MATERIAL FOR THIS TASK:
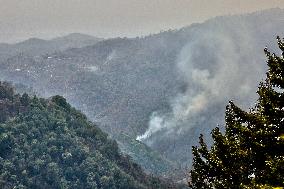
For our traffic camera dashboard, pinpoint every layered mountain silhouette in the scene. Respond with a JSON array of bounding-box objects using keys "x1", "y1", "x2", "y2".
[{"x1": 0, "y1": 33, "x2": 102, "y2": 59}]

==

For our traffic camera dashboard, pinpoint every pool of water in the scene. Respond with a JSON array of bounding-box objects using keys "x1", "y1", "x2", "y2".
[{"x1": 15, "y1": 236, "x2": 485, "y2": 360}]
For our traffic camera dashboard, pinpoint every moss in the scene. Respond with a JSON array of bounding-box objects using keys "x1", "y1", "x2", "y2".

WHAT TO PRODUCE: Above are the entries. Output exactly the lines beginning with the line that has "For our traffic camera dashboard, pinpoint every pool" and ending with the line that has "For our traffic camera dashboard, pinpoint every moss".

FINISHED TASK:
For our traffic camera dashboard, pinpoint every pool of water in the scene. Respond with a JSON array of bounding-box objects using keys "x1", "y1", "x2", "y2".
[{"x1": 15, "y1": 236, "x2": 485, "y2": 360}]
For our traffic camera dashboard, pinpoint every moss in the scene. Respond with a JSON array of bounding-box objects using keys "x1", "y1", "x2", "y2".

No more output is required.